### What is expected
Decide whether each statement below agrees with the passage on Oliver's writing, answering yes or no and quoting the words of the passage that settle it. 1. Oliver and her partner Cook were together for almost 50 years. 2. Oliver treated the differences between her and Cook as a burden. 3. Oliver wrote that she knew exactly what a prayer is.

### Quoted passage
------------------------------------------------
Oliver’s writing is also inspiring for its commemoration of her almost 50-year relationship with her partner. Oliver and Cook were devoted to one another; however, as Oliver writes fondly in her poetry and prose collection Long Life, the pair “plagued each other with our differences.” Nevertheless, for all their divergent interests, Oliver ultimately describes their differences as a tonic. “The touch of our separate excitements is another of the gifts of our life together,” she concludes. With highlights including poems like “The Whistler”, which depicts the thrill of discovering new facets of a person even after living with them for decades, Oliver’s writing takes a compassionate view of interpersonal relationships—making for gentle, empathetic lockdown reading. 

Oliver once wrote “I don’t know exactly what a prayer is”—but that she did know was to pay attention. Indeed, she spent a lifetime cultivating a practice of perceiving the sacred in the ordinary, whether this involved carrying a snake into the garden or cupping a fieldmouse in the purse of her hands. Her writing thus evokes the senses and is perhaps most remarkable for its capacity to convey ecstasy and joy. 

“I walk in the world to love it,” she explains in Long Life. She adds to the reader, “You too can be carved anew by the details of your devotions.” 

In a time when the world often feels bleak or muted, hers is a voice I choose to listen to.
------------------------------------------------
### Listed entries
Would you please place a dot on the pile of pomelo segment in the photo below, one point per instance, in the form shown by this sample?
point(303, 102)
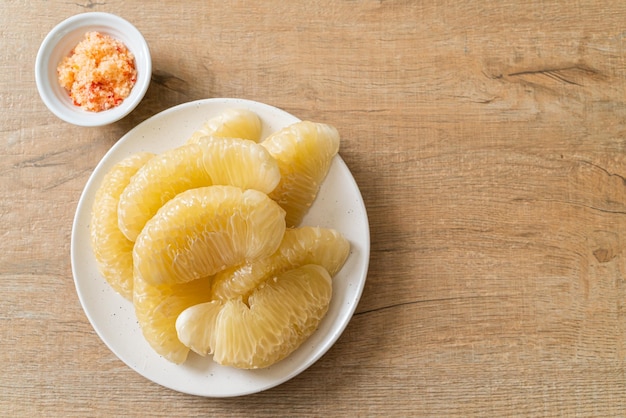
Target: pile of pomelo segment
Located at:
point(206, 240)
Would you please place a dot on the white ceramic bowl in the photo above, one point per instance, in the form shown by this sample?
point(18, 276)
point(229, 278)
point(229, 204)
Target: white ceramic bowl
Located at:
point(60, 42)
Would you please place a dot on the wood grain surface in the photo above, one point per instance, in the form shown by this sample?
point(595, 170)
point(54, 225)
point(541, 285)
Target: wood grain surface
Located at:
point(488, 141)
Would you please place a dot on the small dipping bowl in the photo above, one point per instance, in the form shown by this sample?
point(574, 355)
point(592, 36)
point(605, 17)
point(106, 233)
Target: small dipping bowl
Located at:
point(61, 41)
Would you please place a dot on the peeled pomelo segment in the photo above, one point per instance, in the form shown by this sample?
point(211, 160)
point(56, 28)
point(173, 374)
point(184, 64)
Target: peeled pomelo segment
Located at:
point(299, 246)
point(231, 123)
point(158, 306)
point(304, 151)
point(195, 326)
point(210, 161)
point(279, 316)
point(205, 230)
point(112, 250)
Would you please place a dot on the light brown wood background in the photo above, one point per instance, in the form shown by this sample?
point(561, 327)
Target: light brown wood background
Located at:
point(488, 140)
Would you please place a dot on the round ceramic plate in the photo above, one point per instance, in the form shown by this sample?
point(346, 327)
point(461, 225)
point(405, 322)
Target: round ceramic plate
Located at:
point(339, 205)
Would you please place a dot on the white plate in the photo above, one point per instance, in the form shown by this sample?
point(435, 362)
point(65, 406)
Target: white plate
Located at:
point(339, 205)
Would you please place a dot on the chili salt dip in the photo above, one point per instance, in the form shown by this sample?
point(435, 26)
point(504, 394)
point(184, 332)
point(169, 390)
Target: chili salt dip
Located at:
point(99, 73)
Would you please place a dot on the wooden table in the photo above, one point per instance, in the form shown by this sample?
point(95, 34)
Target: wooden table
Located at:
point(487, 138)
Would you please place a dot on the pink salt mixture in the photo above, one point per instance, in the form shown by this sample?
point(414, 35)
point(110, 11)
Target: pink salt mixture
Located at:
point(99, 73)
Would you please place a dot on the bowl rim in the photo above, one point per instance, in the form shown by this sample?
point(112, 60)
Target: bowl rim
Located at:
point(69, 27)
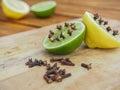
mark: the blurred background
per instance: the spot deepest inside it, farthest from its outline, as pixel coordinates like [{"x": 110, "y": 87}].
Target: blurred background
[{"x": 65, "y": 10}]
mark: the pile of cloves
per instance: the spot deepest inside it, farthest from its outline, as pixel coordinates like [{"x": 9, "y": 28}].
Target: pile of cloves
[
  {"x": 105, "y": 23},
  {"x": 63, "y": 61},
  {"x": 53, "y": 73},
  {"x": 71, "y": 27}
]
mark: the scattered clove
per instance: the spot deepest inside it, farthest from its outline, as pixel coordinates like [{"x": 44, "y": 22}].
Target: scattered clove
[
  {"x": 31, "y": 63},
  {"x": 67, "y": 61},
  {"x": 66, "y": 24},
  {"x": 105, "y": 22},
  {"x": 66, "y": 75},
  {"x": 51, "y": 32},
  {"x": 70, "y": 32},
  {"x": 108, "y": 28},
  {"x": 96, "y": 16},
  {"x": 57, "y": 39},
  {"x": 62, "y": 36},
  {"x": 100, "y": 21},
  {"x": 115, "y": 32},
  {"x": 59, "y": 27},
  {"x": 53, "y": 72},
  {"x": 52, "y": 39},
  {"x": 50, "y": 35},
  {"x": 87, "y": 66},
  {"x": 73, "y": 27},
  {"x": 56, "y": 59},
  {"x": 48, "y": 79}
]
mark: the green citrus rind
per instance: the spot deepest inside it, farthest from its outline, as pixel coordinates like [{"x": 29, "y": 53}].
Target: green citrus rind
[{"x": 69, "y": 46}]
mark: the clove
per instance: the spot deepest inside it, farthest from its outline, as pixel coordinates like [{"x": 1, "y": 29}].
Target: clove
[
  {"x": 115, "y": 32},
  {"x": 105, "y": 22},
  {"x": 96, "y": 16},
  {"x": 66, "y": 75},
  {"x": 67, "y": 62},
  {"x": 66, "y": 24},
  {"x": 51, "y": 32},
  {"x": 87, "y": 66},
  {"x": 59, "y": 27},
  {"x": 50, "y": 36},
  {"x": 62, "y": 36},
  {"x": 73, "y": 26},
  {"x": 108, "y": 28},
  {"x": 52, "y": 39},
  {"x": 69, "y": 32},
  {"x": 100, "y": 21},
  {"x": 57, "y": 39},
  {"x": 56, "y": 59},
  {"x": 48, "y": 79}
]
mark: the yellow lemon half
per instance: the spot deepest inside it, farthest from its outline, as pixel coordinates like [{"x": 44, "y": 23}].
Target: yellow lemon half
[
  {"x": 97, "y": 35},
  {"x": 15, "y": 9}
]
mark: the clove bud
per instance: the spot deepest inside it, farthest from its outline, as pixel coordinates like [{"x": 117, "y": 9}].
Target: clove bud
[
  {"x": 59, "y": 27},
  {"x": 87, "y": 66},
  {"x": 62, "y": 36},
  {"x": 96, "y": 16},
  {"x": 69, "y": 32}
]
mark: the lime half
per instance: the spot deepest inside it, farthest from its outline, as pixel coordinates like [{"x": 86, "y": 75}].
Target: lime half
[
  {"x": 44, "y": 9},
  {"x": 67, "y": 44},
  {"x": 97, "y": 35},
  {"x": 15, "y": 9}
]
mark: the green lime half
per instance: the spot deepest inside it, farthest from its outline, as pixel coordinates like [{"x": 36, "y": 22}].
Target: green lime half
[
  {"x": 44, "y": 9},
  {"x": 69, "y": 43}
]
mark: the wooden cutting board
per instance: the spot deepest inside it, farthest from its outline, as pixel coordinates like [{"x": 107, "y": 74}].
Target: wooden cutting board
[{"x": 16, "y": 49}]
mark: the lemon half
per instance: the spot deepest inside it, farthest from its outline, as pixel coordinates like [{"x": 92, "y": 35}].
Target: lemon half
[
  {"x": 15, "y": 9},
  {"x": 96, "y": 35}
]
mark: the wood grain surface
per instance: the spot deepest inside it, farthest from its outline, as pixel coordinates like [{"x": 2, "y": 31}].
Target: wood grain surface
[
  {"x": 16, "y": 49},
  {"x": 66, "y": 10}
]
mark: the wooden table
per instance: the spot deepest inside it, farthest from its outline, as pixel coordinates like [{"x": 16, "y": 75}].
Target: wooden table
[{"x": 66, "y": 10}]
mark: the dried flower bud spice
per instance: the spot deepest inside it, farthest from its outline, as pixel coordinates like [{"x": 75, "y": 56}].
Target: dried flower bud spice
[
  {"x": 69, "y": 32},
  {"x": 56, "y": 59},
  {"x": 72, "y": 24},
  {"x": 59, "y": 27},
  {"x": 66, "y": 24},
  {"x": 87, "y": 66},
  {"x": 62, "y": 36},
  {"x": 96, "y": 16},
  {"x": 105, "y": 22},
  {"x": 52, "y": 39},
  {"x": 57, "y": 39},
  {"x": 62, "y": 71},
  {"x": 108, "y": 28},
  {"x": 67, "y": 62},
  {"x": 115, "y": 32},
  {"x": 58, "y": 78},
  {"x": 51, "y": 32},
  {"x": 66, "y": 75},
  {"x": 100, "y": 21},
  {"x": 48, "y": 79},
  {"x": 50, "y": 35},
  {"x": 73, "y": 27}
]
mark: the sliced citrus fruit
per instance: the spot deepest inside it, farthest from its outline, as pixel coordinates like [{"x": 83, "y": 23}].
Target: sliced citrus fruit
[
  {"x": 98, "y": 33},
  {"x": 44, "y": 9},
  {"x": 65, "y": 38},
  {"x": 15, "y": 9}
]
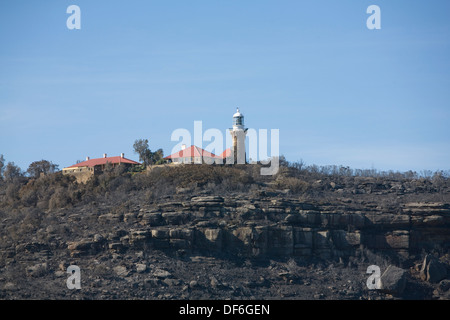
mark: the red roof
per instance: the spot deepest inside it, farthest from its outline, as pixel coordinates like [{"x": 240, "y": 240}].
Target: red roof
[
  {"x": 102, "y": 161},
  {"x": 192, "y": 151}
]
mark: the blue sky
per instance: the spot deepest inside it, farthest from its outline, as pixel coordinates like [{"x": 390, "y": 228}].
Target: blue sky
[{"x": 338, "y": 92}]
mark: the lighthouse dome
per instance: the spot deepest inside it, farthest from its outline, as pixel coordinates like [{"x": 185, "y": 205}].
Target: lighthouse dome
[{"x": 238, "y": 114}]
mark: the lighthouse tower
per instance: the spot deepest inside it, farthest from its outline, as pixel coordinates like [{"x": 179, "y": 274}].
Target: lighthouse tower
[{"x": 238, "y": 133}]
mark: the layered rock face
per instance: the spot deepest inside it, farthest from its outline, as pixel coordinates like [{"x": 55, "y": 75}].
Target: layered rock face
[{"x": 266, "y": 226}]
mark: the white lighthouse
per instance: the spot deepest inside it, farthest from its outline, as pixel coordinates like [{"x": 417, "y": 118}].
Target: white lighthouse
[{"x": 238, "y": 133}]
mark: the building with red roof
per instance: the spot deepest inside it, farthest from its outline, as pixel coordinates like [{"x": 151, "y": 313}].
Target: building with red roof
[{"x": 84, "y": 170}]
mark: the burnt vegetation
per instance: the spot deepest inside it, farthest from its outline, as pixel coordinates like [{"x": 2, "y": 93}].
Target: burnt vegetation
[{"x": 45, "y": 188}]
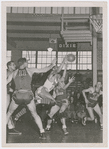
------------------------------------------------
### Output of the task
1. Yes: "her almost 50-year relationship with her partner"
2. No: "Oliver ultimately describes their differences as a tonic"
3. No: "I don’t know exactly what a prayer is"